---------- TESTO CITATO

Pubblichiamo la recensione di questo disco, ufficialmente uscito in estate ma che comincia a essere facilmente reperibile solo ora, in triste sincronicità con la scomparsa di Gail Zappa, vedova di Frank. R.I.P.
Frank Zappa continua a provocare, anche dall’oltretomba, con un tipo di musica che nell’ultima parte della carriera definì come ‘jazz infernale’ (Jazz From Hell – 1986). Ne è la prova Dance Me This, titolo numero 100 di una discografia sterminata, che chiude i giochi portando alla luce l’ultimo progetto del musicista e compositore americano, completato nel 1993 pochi mesi prima della morte. Le collisioni tra il synclavier, la musica colta e i toni gutturali dei throat singers della Repubblica di Tuva sono raccolte in questo disco suggestivo, difficile, ma non inaspettato.

--------------------

### ESERCIZIO 1
In quale anno fu completato l'ultimo progetto di Frank Zappa secondo il testo citato?
### ESERCIZIO 2
Traduci in inglese questa frase del testo citato: «Le collisioni tra il synclavier, la musica colta e i toni gutturali dei throat singers della Repubblica di Tuva sono raccolte in questo disco suggestivo, difficile, ma non inaspettato.»

---------- ELENCO DEI RECORD

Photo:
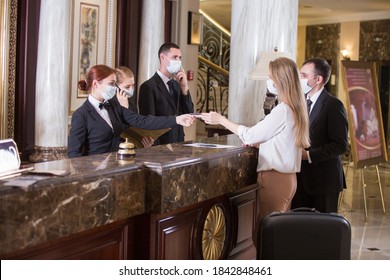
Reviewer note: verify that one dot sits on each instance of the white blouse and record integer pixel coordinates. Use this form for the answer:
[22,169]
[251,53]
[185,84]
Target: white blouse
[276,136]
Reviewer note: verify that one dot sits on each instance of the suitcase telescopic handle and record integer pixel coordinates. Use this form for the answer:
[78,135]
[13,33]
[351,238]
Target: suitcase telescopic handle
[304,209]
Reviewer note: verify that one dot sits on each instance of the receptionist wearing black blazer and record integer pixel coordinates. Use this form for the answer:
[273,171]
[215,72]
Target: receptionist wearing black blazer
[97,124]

--------------------
---------- ELENCO DEI RECORD

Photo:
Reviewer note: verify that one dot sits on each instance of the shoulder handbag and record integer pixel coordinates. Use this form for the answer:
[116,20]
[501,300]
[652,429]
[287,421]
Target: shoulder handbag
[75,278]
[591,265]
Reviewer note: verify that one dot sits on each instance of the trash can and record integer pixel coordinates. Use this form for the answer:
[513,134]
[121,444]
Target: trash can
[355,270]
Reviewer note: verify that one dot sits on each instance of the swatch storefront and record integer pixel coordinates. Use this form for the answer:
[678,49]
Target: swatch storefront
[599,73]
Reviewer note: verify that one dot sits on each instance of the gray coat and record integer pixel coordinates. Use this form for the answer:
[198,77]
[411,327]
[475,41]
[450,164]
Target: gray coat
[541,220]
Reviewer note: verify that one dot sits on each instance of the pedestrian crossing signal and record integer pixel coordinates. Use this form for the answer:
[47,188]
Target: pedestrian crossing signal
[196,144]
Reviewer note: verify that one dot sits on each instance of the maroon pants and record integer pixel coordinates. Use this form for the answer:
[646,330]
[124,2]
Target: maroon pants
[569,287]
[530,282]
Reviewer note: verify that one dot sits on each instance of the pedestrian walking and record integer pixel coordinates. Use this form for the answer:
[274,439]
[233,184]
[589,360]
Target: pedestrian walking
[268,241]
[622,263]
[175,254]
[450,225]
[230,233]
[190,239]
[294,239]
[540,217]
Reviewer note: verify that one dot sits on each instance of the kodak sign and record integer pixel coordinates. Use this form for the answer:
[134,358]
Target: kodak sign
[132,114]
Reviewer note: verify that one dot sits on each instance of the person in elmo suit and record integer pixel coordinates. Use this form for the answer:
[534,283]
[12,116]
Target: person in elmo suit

--------------------

### RISULTATO 1
Nel 1993.

### RISULTATO 2
The collisions between the Synclavier, art music, and the guttural tones of the throat singers of the Republic of Tuva are gathered on this evocative, difficult, but not unexpected record.